WORK INSTRUCTIONS: The lines to be copied are those below that contain "cloud".

Saved data entries:
* * *

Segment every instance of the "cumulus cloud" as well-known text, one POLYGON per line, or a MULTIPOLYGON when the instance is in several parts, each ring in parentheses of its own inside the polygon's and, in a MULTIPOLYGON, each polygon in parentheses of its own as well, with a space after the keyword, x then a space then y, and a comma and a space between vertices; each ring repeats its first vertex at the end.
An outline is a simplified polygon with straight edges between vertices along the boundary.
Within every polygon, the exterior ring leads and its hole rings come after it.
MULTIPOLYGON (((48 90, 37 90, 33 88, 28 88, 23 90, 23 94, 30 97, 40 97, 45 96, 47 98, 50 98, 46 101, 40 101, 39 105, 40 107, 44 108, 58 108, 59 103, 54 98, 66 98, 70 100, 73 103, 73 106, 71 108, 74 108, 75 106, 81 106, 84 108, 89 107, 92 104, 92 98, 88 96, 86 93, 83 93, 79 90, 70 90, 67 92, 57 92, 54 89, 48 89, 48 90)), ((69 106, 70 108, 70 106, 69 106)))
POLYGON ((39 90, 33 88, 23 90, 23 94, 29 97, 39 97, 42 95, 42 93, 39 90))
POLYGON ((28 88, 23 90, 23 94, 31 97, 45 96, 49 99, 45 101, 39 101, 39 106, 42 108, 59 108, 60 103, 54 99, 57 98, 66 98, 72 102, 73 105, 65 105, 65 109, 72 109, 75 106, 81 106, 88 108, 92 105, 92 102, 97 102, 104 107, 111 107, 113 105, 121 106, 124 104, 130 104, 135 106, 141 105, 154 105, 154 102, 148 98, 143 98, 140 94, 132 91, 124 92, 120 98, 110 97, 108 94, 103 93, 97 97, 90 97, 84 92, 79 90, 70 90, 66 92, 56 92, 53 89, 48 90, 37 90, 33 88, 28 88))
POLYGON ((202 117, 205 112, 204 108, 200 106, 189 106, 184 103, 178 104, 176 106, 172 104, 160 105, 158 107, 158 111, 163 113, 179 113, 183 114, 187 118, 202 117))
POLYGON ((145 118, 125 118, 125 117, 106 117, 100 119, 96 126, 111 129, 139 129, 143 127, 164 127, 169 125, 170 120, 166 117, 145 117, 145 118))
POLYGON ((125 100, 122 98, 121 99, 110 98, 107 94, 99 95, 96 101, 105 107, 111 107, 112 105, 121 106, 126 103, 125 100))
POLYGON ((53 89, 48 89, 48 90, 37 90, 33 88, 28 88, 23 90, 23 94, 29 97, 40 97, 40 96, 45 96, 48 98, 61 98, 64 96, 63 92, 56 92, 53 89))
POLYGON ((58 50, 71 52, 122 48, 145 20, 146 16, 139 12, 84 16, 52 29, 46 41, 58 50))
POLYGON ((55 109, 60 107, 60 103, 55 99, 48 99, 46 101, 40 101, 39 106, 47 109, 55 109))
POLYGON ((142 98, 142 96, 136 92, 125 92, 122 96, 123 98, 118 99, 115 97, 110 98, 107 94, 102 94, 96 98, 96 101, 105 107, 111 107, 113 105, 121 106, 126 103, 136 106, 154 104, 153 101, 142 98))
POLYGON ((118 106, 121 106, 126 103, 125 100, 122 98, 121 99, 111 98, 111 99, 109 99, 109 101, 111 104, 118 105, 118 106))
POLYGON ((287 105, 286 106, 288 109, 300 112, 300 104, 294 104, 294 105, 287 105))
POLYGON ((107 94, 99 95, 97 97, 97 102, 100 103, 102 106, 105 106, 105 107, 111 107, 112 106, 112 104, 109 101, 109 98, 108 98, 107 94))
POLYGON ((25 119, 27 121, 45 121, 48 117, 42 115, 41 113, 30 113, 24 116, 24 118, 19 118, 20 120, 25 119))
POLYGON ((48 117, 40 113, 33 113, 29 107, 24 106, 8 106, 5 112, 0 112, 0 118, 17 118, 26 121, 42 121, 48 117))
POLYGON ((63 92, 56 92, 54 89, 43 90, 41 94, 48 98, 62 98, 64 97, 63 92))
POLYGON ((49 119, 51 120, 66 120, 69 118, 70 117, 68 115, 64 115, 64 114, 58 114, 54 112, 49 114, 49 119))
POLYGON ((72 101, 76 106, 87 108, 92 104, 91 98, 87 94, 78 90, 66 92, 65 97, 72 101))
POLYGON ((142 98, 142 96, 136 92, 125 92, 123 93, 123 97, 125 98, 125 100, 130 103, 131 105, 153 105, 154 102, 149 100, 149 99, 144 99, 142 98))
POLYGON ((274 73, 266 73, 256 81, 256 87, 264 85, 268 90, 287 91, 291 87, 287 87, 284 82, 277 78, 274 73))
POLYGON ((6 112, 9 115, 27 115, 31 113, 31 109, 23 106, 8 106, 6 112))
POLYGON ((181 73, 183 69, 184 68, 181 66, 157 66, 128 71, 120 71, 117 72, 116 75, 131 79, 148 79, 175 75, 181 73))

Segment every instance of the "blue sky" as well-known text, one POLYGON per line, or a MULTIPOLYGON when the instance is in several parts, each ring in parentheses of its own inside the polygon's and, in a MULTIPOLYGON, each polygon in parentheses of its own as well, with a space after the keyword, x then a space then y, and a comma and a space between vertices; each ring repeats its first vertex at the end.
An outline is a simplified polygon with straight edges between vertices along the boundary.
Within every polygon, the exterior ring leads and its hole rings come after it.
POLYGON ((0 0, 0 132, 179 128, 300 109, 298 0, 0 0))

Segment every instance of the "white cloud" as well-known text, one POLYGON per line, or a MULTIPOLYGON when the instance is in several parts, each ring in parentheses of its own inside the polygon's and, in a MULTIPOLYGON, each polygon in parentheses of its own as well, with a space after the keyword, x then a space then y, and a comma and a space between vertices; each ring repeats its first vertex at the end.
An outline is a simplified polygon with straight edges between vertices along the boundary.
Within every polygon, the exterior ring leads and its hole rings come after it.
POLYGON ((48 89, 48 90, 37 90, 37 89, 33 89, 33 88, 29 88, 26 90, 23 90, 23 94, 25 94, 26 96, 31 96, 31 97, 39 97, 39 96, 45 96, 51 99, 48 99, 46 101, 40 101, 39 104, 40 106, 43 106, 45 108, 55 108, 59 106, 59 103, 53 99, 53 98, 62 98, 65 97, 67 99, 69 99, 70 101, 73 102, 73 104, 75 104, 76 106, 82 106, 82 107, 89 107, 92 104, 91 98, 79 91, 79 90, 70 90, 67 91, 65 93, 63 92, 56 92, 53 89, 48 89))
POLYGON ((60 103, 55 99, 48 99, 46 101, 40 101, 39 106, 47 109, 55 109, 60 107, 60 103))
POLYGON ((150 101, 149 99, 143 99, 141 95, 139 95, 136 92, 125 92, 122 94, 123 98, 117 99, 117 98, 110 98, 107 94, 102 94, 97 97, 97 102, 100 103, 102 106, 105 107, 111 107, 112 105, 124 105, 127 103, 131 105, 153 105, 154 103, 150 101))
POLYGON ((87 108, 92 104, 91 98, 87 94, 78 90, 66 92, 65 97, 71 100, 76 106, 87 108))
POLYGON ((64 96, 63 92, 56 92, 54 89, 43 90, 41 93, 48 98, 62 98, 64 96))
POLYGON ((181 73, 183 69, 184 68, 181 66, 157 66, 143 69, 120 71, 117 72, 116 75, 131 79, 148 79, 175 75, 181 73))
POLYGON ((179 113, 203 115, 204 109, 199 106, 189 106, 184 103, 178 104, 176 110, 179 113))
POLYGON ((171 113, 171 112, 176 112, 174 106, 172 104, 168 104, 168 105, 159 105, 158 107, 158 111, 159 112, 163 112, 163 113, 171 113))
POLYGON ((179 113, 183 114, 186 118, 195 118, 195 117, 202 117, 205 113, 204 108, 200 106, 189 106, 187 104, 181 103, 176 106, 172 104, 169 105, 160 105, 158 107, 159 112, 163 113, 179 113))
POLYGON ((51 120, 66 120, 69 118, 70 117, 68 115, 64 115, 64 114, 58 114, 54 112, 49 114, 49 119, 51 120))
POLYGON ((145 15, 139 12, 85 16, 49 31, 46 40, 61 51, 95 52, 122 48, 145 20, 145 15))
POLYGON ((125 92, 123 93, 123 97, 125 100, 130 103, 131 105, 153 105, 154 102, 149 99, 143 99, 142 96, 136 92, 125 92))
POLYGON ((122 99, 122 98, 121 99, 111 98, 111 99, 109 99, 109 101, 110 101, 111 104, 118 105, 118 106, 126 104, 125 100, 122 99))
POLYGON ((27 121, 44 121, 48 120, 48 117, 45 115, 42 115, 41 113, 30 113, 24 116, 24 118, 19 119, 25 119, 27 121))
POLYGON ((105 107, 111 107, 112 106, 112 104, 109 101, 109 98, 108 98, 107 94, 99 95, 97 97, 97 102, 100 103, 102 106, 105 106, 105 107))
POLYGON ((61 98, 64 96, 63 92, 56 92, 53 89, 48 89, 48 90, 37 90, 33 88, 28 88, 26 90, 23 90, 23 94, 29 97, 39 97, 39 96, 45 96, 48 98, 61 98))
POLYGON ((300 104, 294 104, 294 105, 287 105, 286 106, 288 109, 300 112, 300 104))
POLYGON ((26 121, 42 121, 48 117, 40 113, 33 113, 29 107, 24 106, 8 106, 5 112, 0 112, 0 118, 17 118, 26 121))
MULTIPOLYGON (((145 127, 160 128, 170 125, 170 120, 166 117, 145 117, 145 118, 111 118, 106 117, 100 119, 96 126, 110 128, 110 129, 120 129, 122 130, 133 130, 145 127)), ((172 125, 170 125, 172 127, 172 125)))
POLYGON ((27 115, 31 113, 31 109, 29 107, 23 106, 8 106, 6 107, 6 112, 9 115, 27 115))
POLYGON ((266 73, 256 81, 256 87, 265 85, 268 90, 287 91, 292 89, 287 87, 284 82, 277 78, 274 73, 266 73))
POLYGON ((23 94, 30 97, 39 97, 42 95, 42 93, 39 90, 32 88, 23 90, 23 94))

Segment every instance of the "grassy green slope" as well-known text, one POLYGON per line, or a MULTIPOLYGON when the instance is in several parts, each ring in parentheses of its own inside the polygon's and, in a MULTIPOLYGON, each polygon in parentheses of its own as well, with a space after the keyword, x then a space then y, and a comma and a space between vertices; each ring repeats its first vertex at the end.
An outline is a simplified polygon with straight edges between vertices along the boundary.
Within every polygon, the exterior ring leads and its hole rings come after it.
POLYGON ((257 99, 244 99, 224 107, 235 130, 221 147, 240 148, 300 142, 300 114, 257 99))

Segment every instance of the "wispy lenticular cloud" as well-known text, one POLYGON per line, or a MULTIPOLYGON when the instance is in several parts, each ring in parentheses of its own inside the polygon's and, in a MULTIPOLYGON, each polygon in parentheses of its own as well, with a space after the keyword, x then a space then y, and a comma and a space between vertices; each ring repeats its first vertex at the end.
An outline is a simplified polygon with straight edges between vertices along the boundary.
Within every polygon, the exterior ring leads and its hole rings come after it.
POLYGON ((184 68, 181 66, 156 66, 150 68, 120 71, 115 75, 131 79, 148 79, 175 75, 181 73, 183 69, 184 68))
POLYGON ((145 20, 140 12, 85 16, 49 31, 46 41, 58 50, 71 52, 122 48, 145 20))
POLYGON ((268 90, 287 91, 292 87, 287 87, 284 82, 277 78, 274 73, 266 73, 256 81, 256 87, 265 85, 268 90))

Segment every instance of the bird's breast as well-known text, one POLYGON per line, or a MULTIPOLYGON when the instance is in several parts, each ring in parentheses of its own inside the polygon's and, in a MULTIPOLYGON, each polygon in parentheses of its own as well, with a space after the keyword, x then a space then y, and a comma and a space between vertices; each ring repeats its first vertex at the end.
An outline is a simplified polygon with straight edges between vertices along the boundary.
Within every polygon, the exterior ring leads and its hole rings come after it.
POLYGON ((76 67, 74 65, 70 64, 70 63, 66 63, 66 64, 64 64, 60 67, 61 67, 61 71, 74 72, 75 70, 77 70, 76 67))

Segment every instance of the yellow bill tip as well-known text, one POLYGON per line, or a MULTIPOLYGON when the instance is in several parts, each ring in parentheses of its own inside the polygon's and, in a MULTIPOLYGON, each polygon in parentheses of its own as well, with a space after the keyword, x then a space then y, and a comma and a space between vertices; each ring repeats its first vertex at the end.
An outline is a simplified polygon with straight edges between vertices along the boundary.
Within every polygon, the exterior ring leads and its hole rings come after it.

* * *

SOLUTION TO THIS TASK:
Segment every instance of the "cumulus cloud" as well-known text, one POLYGON per line, or a MULTIPOLYGON when the instance is in several parts, each ring in parentheses of its own inside the polygon's and, in a MULTIPOLYGON, each polygon in parentheses of its own as well, with a space after the keyword, x then a space then y, and a comma and a space between vertices; each ring repeats its first vertex at the end.
Segment every instance of the "white cloud" as well-known text, one POLYGON per line, or a MULTIPOLYGON when the instance is in several parts, each ring in parentheses of its own inside the polygon's and, in a MULTIPOLYGON, each polygon in parentheses of its own as well, with a space after the keyword, x then a space then y, and a comma and a space between vertices; each ring repeats its first vertex at the end.
Segment every instance of the "wispy lenticular cloud" as well-known text, one POLYGON per line, or a MULTIPOLYGON when the instance is in several parts, each ring in parentheses of its own inside the polygon's and, in a MULTIPOLYGON, each polygon in parentheses of its own as well, with a space after the keyword, x then a space then y, and a comma and a space between vertices; each ring repeats its first vertex at the end.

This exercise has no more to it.